Retype the lines below without any changes, starting at the line that contains "Identify the position of each instance of the beige" and continuing down to the line that contains "[(306, 398)]", with both of those lines included.

◆ ◆ ◆ ◆ ◆ ◆ ◆

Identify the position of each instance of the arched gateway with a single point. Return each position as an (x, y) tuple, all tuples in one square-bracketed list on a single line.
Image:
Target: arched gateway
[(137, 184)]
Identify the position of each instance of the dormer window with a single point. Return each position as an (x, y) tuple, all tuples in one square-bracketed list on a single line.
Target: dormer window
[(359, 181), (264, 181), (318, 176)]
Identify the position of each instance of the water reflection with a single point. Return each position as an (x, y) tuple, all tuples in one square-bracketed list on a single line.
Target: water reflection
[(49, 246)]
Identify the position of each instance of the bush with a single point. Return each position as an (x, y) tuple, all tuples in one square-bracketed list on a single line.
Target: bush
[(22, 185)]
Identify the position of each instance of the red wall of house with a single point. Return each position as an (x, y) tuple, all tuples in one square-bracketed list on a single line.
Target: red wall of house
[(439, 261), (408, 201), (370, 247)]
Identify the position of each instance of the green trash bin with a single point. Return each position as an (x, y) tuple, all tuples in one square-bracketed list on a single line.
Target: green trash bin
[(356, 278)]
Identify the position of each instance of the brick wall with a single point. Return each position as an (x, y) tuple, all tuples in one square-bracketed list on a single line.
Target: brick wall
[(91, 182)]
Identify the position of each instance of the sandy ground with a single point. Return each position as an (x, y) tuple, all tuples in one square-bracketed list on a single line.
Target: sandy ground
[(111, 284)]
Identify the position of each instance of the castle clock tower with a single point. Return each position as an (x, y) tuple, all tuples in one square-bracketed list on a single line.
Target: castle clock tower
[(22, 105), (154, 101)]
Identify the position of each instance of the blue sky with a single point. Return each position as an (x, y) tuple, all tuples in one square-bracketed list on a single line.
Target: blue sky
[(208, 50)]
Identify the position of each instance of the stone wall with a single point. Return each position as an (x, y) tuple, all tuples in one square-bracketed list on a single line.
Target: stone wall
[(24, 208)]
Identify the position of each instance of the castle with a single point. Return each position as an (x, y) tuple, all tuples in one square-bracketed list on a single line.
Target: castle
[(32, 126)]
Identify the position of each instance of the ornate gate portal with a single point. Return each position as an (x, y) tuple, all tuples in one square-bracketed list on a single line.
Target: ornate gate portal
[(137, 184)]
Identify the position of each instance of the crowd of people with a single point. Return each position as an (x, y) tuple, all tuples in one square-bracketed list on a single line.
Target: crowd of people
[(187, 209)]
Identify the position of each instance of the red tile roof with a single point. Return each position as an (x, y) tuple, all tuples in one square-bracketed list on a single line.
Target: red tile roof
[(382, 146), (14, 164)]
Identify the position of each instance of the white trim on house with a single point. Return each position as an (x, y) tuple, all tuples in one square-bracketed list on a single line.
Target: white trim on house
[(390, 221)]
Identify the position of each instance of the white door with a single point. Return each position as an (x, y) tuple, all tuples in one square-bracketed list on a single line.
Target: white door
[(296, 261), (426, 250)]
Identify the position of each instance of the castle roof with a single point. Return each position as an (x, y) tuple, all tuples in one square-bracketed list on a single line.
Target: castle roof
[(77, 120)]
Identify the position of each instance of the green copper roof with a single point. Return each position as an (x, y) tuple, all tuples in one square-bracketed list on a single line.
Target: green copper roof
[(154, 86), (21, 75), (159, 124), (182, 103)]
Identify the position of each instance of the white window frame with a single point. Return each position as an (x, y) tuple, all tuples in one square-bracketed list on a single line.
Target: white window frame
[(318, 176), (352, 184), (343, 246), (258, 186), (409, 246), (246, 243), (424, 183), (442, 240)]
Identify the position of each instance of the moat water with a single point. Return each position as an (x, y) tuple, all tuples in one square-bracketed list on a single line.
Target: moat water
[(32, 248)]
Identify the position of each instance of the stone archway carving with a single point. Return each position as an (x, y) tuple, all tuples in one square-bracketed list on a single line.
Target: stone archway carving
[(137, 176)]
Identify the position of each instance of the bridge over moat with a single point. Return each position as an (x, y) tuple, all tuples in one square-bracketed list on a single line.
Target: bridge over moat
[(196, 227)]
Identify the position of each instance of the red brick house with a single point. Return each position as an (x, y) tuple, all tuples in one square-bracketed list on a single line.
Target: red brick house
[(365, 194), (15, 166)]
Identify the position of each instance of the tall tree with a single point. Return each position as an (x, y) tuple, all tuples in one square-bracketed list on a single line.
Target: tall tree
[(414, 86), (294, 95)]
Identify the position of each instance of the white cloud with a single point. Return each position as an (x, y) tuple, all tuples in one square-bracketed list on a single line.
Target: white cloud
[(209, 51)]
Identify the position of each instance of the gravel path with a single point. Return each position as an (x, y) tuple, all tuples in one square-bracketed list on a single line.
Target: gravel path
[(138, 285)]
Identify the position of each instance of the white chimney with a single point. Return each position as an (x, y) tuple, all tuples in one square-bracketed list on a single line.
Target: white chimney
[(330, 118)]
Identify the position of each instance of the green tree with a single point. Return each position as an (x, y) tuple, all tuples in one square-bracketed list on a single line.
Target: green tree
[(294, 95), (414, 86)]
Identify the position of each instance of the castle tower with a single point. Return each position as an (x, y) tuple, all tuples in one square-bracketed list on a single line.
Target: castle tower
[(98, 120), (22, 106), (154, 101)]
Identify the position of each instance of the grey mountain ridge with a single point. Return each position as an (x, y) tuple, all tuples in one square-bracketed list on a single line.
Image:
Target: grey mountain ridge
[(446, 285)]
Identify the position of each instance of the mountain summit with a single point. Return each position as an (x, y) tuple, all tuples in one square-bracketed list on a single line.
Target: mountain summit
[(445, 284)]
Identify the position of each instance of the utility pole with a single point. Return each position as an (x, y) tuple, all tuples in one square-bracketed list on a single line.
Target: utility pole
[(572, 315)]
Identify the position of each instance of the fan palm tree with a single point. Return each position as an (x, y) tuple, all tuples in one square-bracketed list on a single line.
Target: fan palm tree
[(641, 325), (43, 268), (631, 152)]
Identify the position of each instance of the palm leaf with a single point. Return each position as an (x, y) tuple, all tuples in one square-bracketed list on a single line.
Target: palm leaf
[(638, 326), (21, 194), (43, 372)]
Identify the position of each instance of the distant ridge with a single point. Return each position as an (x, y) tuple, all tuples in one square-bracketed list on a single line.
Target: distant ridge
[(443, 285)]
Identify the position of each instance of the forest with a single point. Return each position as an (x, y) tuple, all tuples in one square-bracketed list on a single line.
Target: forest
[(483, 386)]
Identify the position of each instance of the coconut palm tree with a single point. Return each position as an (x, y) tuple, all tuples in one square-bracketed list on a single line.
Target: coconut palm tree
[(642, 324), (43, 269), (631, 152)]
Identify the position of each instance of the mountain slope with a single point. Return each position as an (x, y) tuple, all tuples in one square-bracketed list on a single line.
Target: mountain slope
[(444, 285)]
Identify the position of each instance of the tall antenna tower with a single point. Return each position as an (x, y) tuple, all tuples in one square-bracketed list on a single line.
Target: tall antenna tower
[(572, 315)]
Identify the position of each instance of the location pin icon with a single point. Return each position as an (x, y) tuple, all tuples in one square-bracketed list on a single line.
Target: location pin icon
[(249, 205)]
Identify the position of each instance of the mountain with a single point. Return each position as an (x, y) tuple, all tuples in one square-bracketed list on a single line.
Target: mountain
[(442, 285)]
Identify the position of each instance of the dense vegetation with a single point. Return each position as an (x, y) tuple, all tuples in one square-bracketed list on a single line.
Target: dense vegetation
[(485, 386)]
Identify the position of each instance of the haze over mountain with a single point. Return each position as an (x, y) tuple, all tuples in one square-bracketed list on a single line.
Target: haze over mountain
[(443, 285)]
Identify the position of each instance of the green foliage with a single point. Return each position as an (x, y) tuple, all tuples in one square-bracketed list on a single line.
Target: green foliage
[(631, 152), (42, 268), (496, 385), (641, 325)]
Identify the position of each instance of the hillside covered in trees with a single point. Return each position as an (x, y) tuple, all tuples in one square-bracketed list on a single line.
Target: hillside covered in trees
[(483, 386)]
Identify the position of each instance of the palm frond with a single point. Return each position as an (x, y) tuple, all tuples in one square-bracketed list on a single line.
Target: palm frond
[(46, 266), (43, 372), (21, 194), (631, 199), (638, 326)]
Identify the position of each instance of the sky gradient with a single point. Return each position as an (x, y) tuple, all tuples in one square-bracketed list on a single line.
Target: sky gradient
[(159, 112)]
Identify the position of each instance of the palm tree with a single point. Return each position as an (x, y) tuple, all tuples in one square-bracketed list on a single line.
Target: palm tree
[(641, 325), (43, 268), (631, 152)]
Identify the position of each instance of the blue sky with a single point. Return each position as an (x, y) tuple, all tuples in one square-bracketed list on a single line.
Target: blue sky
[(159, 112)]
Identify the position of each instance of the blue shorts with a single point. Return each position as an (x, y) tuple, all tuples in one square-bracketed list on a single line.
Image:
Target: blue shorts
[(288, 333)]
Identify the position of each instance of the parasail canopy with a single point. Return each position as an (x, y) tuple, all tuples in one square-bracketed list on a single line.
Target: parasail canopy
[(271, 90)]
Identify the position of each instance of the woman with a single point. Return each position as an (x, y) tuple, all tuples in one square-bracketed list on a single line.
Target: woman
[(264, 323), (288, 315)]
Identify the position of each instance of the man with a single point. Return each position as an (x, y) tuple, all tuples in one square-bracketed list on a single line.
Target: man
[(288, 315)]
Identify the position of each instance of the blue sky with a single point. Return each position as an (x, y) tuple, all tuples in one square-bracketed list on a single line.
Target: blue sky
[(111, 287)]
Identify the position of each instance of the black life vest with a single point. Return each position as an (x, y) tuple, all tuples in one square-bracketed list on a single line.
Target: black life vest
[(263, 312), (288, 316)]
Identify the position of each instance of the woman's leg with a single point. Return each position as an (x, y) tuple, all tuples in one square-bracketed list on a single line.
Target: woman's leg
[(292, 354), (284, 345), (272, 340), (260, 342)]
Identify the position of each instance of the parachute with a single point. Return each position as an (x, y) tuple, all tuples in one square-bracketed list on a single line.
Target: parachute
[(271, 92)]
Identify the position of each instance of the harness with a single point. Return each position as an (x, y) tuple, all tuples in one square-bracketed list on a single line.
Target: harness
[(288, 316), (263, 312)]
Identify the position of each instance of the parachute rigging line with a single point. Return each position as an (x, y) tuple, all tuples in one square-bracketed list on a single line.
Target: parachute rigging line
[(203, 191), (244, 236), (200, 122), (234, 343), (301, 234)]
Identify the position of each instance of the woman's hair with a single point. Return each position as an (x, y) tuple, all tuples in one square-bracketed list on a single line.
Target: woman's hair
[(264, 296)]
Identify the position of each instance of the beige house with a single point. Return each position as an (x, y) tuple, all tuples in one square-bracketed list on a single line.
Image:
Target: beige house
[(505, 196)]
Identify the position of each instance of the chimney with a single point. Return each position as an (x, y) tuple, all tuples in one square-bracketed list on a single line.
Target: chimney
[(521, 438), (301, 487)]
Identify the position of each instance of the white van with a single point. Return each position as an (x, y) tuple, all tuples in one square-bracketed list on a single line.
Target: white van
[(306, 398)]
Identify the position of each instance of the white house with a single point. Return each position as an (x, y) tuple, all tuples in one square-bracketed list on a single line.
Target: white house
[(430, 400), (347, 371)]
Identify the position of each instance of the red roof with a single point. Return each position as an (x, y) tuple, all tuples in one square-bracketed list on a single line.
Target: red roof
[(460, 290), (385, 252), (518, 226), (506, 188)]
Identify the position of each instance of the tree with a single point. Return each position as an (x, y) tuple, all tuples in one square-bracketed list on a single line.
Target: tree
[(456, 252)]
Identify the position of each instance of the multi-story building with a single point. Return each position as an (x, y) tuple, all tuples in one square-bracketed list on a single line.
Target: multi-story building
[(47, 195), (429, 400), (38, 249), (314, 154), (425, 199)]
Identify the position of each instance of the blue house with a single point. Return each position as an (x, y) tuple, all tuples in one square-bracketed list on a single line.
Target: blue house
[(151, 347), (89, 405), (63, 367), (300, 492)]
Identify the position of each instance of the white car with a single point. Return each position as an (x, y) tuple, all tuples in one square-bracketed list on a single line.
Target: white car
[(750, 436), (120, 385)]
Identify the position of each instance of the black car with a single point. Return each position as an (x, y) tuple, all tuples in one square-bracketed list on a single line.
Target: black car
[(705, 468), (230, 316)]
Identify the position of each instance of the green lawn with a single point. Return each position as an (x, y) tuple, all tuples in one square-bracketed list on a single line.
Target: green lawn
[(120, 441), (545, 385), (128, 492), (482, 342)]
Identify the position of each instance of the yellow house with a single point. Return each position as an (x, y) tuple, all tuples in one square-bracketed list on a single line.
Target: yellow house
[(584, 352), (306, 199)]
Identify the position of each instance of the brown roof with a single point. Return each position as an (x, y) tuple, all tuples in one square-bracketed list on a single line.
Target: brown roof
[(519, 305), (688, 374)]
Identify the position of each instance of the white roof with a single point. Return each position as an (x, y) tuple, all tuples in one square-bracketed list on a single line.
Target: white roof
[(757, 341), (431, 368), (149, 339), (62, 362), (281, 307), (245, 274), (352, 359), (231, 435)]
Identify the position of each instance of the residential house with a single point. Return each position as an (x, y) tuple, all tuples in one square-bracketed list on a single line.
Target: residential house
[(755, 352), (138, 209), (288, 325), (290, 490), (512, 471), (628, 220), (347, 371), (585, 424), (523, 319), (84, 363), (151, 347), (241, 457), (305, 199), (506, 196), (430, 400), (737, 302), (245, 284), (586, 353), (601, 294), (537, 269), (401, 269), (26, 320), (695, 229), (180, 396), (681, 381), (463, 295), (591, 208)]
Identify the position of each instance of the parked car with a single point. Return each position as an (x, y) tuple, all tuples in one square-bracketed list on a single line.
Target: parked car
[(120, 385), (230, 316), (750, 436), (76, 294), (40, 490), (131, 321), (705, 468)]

◆ ◆ ◆ ◆ ◆ ◆ ◆

EXERCISE SOLUTION:
Identify the position of each instance of the beige house with a single point. Return each position as an (x, y) tuple, all tuples in one square-bracketed list on a single line.
Image:
Target: beige house
[(505, 196)]
Identify the position of each instance of the chimney with a single point. Return each position as an (x, y) tuple, all tuples in one square-bracketed list on a single line.
Target: chimney
[(521, 438), (301, 487)]
Identify the position of each instance of the white van with a single point. Return each position as an (x, y) tuple, all tuples in one square-bracketed list on a single line.
Target: white van
[(306, 398)]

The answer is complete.